*WHAT IS BEING ASKED:* Rescale the items below by repeating every line, requests included, with each x and y coordinate in the answers multiplied by 2.55 and rounded to a whole number, halves rounding up. Cover all of the items and leave the pictures out of your answer.

:::

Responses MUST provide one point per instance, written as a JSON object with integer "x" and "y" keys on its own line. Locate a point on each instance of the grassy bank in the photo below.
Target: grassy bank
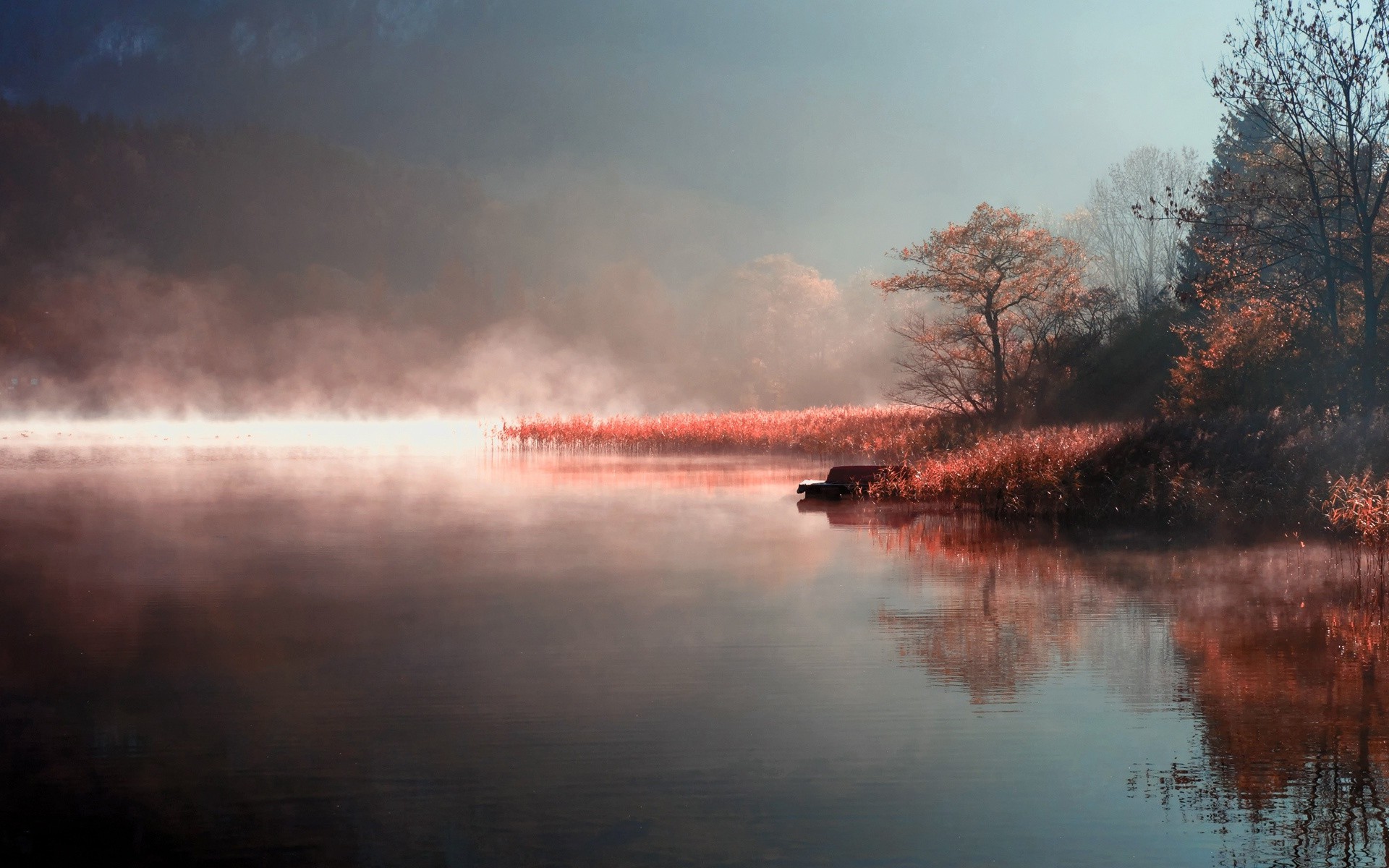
{"x": 881, "y": 434}
{"x": 1296, "y": 469}
{"x": 1224, "y": 469}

:::

*EXERCISE SOLUTION:*
Responses MUST provide one point per instance, written as a JSON object with integer "x" and "y" keys on its own line. Locate a point on each instance of the grassy bank in the photo below.
Target: grassy bank
{"x": 2247, "y": 1107}
{"x": 3305, "y": 1196}
{"x": 3121, "y": 1196}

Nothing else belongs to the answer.